[Collected data]
#####
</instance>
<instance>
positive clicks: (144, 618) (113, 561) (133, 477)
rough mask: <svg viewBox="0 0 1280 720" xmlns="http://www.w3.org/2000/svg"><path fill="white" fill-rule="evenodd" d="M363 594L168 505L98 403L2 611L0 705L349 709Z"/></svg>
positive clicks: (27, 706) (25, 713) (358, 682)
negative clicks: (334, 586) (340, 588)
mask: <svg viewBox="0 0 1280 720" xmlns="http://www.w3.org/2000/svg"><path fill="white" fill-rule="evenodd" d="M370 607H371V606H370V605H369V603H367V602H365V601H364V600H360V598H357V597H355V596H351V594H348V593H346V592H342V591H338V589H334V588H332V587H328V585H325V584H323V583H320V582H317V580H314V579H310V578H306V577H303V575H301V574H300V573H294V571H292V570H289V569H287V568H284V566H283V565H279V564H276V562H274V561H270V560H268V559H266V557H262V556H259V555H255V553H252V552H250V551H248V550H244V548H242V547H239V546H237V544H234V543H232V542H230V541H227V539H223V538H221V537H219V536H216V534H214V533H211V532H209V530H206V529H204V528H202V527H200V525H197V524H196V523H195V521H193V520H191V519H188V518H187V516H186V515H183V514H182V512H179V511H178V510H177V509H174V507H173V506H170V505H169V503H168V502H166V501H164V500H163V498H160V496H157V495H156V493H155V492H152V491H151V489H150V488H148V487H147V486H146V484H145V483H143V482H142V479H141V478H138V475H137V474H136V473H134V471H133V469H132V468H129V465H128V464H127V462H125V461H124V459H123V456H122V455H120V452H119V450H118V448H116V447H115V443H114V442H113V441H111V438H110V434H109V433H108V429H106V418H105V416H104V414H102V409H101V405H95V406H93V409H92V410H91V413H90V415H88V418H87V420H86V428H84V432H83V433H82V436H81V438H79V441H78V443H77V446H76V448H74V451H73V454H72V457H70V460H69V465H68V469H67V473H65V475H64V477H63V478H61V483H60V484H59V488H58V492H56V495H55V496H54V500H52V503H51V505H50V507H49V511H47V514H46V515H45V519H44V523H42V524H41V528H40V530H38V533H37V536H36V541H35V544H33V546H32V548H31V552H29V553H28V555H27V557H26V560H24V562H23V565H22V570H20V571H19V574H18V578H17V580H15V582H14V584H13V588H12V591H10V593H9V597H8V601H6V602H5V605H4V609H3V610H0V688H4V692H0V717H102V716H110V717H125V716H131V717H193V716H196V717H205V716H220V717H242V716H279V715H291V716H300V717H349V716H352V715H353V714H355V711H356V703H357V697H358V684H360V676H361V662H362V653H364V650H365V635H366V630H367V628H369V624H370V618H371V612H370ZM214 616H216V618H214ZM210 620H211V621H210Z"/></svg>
#####
DIRECTIVE: Copy every line of the items above, character for character.

COMPLETED EXERCISE:
</instance>
<instance>
positive clicks: (144, 618) (113, 561) (133, 477)
rough mask: <svg viewBox="0 0 1280 720" xmlns="http://www.w3.org/2000/svg"><path fill="white" fill-rule="evenodd" d="M363 594L168 505L98 403L2 611L0 705L349 709Z"/></svg>
positive clicks: (27, 706) (25, 713) (358, 682)
negative clicks: (334, 586) (340, 588)
mask: <svg viewBox="0 0 1280 720" xmlns="http://www.w3.org/2000/svg"><path fill="white" fill-rule="evenodd" d="M370 607H371V606H370V605H369V603H367V602H365V601H364V600H360V598H357V597H355V596H351V594H348V593H346V592H342V591H338V589H334V588H332V587H328V585H325V584H323V583H320V582H317V580H314V579H310V578H306V577H303V575H301V574H300V573H294V571H292V570H289V569H287V568H284V566H283V565H279V564H276V562H274V561H270V560H268V559H266V557H262V556H259V555H255V553H252V552H250V551H248V550H244V548H242V547H239V546H237V544H234V543H232V542H230V541H227V539H223V538H221V537H219V536H216V534H214V533H211V532H209V530H206V529H204V528H202V527H200V525H197V524H196V523H195V521H193V520H191V519H188V518H187V516H186V515H183V514H182V512H179V511H178V510H177V509H174V507H173V506H170V505H169V503H168V502H166V501H164V500H163V498H160V496H157V495H156V493H155V492H152V491H151V489H150V488H148V487H147V486H146V484H145V483H143V482H142V479H141V478H138V475H137V474H136V473H134V471H133V469H132V468H129V465H128V464H127V462H125V461H124V459H123V456H122V455H120V452H119V450H118V448H116V447H115V443H114V442H113V441H111V438H110V434H109V433H108V429H106V418H105V416H104V414H102V409H101V405H95V406H93V409H92V410H91V413H90V415H88V418H87V420H86V428H84V432H83V433H82V436H81V438H79V441H78V443H77V446H76V448H74V451H73V454H72V457H70V460H69V465H68V469H67V473H65V475H64V477H63V478H61V483H60V484H59V488H58V492H56V495H55V496H54V500H52V503H51V505H50V507H49V511H47V514H46V515H45V519H44V523H42V524H41V528H40V530H38V533H37V536H36V541H35V544H33V546H32V548H31V552H29V553H28V555H27V557H26V560H24V562H23V565H22V570H20V571H19V574H18V578H17V580H15V582H14V584H13V588H12V591H10V593H9V597H8V601H6V602H5V605H4V609H3V610H0V688H4V692H0V717H102V716H110V717H125V716H131V717H193V716H196V717H205V716H220V717H242V716H279V715H291V716H300V717H349V716H352V715H353V714H355V711H356V703H357V697H358V684H360V676H361V662H362V653H364V650H365V635H366V630H367V628H369V624H370V618H371V612H370ZM214 616H216V618H214ZM210 620H211V621H210Z"/></svg>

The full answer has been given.